═══ READING TEXT ═══
Re: Date vs Timestamp without timezone Partition Key

From: Cedric Leong <cedricleong(at)gmail(dot)com>
To: David Rowley <dgrowleyml(at)gmail(dot)com>
Cc: Tom Lane <tgl(at)sss(dot)pgh(dot)pa(dot)us>, Pgsql Performance <pgsql-performance(at)lists(dot)postgresql(dot)org>
Subject: Re: Date vs Timestamp without timezone Partition Key
Date: 2020-06-06 02:49:46
Message-ID: CAD6i=X3f96WXKYwALc6CBHsnDDi5z8nE76h0y37uf+uBo1Rc4w@mail.gmail.com
Views: Raw Message | Whole Thread | Download mbox | Resend email
Thread:
Lists: pgsql-performance

It's less of a complaint rather than just a warning not to do what I did.
═══ DATASET ═══
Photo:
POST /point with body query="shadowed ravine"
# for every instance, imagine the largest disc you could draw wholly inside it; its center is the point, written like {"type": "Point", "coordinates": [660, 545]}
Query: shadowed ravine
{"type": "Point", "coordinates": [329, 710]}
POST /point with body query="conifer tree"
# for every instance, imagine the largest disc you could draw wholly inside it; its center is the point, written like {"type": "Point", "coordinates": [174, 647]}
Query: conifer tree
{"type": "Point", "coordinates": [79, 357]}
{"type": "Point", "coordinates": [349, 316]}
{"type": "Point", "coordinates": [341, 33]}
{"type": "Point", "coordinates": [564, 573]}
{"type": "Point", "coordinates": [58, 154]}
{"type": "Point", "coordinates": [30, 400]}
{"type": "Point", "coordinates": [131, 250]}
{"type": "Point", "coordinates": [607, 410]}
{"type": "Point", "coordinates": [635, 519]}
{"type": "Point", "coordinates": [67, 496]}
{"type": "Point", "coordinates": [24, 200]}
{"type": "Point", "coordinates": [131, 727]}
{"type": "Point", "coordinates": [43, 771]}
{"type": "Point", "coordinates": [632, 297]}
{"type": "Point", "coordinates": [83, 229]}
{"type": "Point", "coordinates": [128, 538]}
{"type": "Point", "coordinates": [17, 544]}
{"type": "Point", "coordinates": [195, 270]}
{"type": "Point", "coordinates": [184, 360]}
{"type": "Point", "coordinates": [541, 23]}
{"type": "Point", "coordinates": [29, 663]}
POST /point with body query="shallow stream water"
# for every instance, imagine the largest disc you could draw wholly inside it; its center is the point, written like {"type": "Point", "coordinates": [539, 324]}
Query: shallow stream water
═══
Copy the passage of the mailing list message that runs from "From: Cedric Leong" up to and including "what I did.", keeping every word and mark unchanged.

From: Cedric Leong <cedricleong(at)gmail(dot)com>
To: David Rowley <dgrowleyml(at)gmail(dot)com>
Cc: Tom Lane <tgl(at)sss(dot)pgh(dot)pa(dot)us>, Pgsql Performance <pgsql-performance(at)lists(dot)postgresql(dot)org>
Subject: Re: Date vs Timestamp without timezone Partition Key
Date: 2020-06-06 02:49:46
Message-ID: CAD6i=X3f96WXKYwALc6CBHsnDDi5z8nE76h0y37uf+uBo1Rc4w@mail.gmail.com
Views: Raw Message | Whole Thread | Download mbox | Resend email
Thread:
Lists: pgsql-performance

It's less of a complaint rather than just a warning not to do what I did.